| WHAT IS REQUIRED |
For each of the three statements below, state whether it agrees with the text on inhibitors of the AdeG efflux pump, answering yes or no and quoting the words from the text that decide it. 1. AdeFGH is found in every strain of Acinetobacter baumannii. 2. The AdeFGH-overproducing strains were isolated from clinical isolates that lack the AdeIJK and AdeABC pumps. 3. The inhibitors interact in the same way at every binding site.

| SELECTED TEXT |

=== Section Start ===

# Broad-Spectrum Naphthyl-Substituted Diaminoquinolines Inhibiting the AdeG Efflux Pump of Acinetobacter baumannii

**Authors:** Rushikesh Tambat, Aysegul Saral Sariyer, Emrah Sariyer, Marcela Olvera, Mithila Farjana, Napoleon D’Cunha, John K. Walker, Helen I. Zgurskaya

PMC · DOI: 10.1021/acsinfecdis.5c00722 · ACS Infectious Diseases · 2026-01-05

## TL;DR

This study shows that certain chemicals can block two types of antibiotic resistance pumps in a harmful bacteria, improving the effectiveness of antibiotics.

## Contribution

Naphthyl-substituted diaminoquinolines inhibit both AdeFGH and AdeIJK efflux pumps in Acinetobacter baumannii.

## Key findings

- Inhibitors potentiate antibacterial activities of various antibiotics in A. baumannii strains.
- Amino acid substitutions in AdeG affect efflux properties and inhibitor sensitivity.
- Inhibitors interact similarly in deep binding pockets but differ in proximal sites.

## Abstract

AdeFGH and AdeIJK,
the two homologous multidrug efflux pumps of
the resistance-nodulation-division superfamily of transporters, play
distinct roles in Acinetobacter baumannii physiology and antibiotic resistance. Unlike ubiquitous AdeIJK,
AdeFGH is strain-specific, typically expressed at low levels, and
if overproduced, it enables resistance to a narrow spectrum of antibiotics,
e.g., fluoroquinolones or chloramphenicol. In this study, we report
that representatives of naphthyl-substituted diaminoquinolines targeting
AdeIJK are also active against AdeFGH. We isolated AdeFGH-overproducing
strains from the clinical AYE and Ab5075 isolates lacking AdeIJK and
AdeABC pumps and demonstrated that these inhibitors are active in A. baumannii strains with different genetic backgrounds.

=== Section End ===

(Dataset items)
=== Section Start ===

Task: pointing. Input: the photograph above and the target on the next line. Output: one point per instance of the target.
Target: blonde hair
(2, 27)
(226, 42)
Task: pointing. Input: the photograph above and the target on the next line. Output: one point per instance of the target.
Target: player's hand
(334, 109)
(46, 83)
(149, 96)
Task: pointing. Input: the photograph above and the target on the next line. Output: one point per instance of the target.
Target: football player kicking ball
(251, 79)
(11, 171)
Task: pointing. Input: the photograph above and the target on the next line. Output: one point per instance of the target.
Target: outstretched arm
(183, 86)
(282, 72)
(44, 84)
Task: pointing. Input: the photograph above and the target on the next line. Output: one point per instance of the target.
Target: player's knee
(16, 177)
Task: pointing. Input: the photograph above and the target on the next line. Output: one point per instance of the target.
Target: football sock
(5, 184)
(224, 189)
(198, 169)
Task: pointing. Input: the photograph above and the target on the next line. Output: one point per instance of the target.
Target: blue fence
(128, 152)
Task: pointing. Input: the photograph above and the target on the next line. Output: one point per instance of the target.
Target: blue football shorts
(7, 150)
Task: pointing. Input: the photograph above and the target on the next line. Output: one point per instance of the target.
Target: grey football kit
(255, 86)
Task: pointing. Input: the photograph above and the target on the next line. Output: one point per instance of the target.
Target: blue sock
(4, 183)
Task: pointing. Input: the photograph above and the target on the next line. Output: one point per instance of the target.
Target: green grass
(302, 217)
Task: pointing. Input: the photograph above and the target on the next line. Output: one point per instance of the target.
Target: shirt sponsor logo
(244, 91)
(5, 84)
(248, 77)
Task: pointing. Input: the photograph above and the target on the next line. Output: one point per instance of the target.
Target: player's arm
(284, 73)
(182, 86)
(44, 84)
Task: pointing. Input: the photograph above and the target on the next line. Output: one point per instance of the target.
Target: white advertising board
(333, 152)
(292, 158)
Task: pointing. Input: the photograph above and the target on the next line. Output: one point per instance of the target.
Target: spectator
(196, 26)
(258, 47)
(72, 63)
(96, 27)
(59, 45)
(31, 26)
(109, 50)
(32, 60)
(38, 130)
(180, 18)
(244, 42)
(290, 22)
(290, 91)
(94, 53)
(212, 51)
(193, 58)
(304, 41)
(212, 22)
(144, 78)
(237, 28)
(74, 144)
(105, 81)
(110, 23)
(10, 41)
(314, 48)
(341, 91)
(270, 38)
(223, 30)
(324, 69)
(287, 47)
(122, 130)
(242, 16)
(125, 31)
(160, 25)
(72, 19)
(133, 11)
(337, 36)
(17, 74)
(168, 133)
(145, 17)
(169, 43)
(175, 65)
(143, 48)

=== Section End ===

| ANSWER TO THIS TASK |
1. No: "AdeFGH is strain-specific"
2. Yes: "We isolated AdeFGH-overproducing strains from the clinical AYE and Ab5075 isolates lacking AdeIJK and AdeABC pumps"
3. No: "Inhibitors interact similarly in deep binding pockets but differ in proximal sites."